Reproduce the items word for word, from their first line up to and including the line that contains "[(96, 395), (159, 387), (161, 290)]".
════════════════════
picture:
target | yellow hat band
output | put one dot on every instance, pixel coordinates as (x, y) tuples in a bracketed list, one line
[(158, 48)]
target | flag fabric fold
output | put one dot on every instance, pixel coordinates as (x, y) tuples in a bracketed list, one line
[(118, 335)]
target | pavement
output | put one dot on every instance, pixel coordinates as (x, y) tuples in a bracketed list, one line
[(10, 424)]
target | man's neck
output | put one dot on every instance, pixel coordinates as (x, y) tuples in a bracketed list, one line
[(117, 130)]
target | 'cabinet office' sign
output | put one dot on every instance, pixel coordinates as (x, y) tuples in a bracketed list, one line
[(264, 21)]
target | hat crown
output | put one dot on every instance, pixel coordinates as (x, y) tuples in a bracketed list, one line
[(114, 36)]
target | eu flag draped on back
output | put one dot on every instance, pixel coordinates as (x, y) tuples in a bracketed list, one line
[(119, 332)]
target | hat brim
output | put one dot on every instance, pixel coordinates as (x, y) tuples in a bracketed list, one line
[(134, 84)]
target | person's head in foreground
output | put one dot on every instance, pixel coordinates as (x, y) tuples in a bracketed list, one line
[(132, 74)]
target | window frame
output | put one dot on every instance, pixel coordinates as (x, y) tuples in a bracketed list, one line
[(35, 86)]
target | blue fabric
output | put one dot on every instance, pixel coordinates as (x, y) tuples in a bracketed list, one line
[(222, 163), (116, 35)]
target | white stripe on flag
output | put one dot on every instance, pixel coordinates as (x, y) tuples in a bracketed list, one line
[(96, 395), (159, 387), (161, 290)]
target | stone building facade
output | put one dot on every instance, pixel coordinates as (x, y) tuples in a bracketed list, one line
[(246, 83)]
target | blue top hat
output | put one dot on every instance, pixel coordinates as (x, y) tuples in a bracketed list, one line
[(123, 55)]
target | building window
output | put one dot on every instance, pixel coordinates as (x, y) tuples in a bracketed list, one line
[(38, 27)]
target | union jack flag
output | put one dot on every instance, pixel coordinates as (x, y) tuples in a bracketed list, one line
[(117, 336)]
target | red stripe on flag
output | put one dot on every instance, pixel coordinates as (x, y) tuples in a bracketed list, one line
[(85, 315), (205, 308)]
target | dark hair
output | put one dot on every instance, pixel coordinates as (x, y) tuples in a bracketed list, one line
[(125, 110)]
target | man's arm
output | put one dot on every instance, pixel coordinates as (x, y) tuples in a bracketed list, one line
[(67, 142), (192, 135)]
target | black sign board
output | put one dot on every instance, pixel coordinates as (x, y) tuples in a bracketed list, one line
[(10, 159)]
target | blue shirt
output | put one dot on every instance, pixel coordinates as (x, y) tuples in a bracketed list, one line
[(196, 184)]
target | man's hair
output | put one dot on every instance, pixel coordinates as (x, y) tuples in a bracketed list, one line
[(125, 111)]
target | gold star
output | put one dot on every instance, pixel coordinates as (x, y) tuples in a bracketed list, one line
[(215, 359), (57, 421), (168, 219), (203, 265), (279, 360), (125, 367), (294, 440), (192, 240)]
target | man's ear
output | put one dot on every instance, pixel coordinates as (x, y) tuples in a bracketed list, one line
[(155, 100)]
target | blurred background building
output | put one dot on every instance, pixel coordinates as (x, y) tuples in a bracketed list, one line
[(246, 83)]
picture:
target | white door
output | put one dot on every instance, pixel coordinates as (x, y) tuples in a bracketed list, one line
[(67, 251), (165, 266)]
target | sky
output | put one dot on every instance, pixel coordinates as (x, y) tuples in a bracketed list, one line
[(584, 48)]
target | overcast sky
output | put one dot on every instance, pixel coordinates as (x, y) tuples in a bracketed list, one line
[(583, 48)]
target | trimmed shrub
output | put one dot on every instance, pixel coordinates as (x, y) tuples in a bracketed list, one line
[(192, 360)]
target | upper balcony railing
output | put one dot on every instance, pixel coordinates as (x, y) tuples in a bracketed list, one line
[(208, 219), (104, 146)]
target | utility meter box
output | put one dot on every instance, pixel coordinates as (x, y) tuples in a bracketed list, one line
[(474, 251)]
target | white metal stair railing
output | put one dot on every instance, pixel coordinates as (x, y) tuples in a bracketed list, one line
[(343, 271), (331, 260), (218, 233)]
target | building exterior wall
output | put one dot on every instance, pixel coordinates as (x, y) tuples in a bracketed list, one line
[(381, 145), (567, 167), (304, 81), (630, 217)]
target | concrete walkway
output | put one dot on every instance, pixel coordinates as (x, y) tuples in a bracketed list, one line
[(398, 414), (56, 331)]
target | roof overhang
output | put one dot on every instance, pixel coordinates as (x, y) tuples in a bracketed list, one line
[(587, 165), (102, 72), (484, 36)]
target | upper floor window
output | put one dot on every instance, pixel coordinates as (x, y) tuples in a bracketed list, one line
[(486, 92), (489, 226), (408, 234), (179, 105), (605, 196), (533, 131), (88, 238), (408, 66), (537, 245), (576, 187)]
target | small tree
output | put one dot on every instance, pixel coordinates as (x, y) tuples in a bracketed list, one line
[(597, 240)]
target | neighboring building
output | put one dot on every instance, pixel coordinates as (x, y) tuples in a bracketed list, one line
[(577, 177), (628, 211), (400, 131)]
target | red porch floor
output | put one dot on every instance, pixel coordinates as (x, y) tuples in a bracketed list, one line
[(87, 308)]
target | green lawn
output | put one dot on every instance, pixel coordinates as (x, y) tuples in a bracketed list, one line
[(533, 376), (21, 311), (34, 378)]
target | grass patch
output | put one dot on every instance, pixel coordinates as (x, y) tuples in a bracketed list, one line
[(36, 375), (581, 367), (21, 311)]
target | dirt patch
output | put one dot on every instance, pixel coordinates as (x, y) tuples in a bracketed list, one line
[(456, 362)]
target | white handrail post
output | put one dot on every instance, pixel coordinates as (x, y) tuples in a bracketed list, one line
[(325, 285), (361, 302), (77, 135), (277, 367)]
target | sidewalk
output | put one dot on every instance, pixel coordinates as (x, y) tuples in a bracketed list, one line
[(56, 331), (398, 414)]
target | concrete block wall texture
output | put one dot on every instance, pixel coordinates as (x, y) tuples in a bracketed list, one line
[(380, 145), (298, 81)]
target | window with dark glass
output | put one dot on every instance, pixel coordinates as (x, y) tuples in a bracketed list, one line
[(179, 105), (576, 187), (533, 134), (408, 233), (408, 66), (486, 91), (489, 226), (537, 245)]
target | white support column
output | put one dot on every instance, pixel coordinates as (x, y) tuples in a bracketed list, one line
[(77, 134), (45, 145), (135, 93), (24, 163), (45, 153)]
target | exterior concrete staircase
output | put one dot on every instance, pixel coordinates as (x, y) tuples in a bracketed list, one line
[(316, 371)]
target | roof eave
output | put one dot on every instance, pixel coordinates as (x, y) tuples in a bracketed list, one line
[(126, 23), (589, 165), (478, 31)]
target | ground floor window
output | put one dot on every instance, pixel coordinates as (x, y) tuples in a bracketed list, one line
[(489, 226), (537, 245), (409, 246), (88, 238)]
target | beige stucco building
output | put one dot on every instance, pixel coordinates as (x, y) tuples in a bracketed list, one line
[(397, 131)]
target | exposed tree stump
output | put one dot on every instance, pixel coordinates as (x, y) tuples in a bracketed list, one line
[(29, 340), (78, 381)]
════════════════════
Reply:
picture:
target | yellow hat band
output | put one dot on every instance, pixel coordinates as (x, y) tuples in a bracketed list, one line
[(158, 48)]
target | flag fabric fold
output | put one dot on every instance, pixel coordinates as (x, y) tuples in a bracketed list, one line
[(118, 335)]
target | pavement
output | put one dot on every instance, pixel coordinates as (x, y) tuples in a bracketed list, one line
[(10, 424)]
target | man's neck
output | put one dot on every instance, pixel coordinates as (x, y) tuples in a bracketed list, one line
[(117, 130)]
target | 'cabinet office' sign
output | put one dot on every instance, pixel coordinates as (x, y) tuples in a bracketed list, one line
[(264, 21)]
target | hat crown
output | put one dot on every instance, pixel coordinates as (x, y) tuples in a bracketed list, one line
[(114, 36)]
target | eu flag draped on back
output | put one dot on every instance, pixel coordinates as (x, y) tuples in a bracketed list, one line
[(119, 332)]
target | hat brim
output | put one dot on every instance, pixel coordinates as (x, y) tuples in a bracketed list, one line
[(134, 84)]
target | person's head in foreground
output | put one dot on every instance, pixel coordinates as (x, y) tuples in a bracketed list, one line
[(132, 74)]
target | window frame
output | put one dot on every instance, pixel coordinates as (x, y) tuples in a bracketed list, one line
[(35, 86)]
target | blue fabric
output | put one dot on every instance, pixel coordinates as (x, y) tuples in a bracketed list, one line
[(222, 163), (116, 35)]
target | white stripe on flag
output | put one dot on every instance, pixel coordinates as (x, y) tuples in a bracketed list, one line
[(96, 395), (159, 387), (161, 290)]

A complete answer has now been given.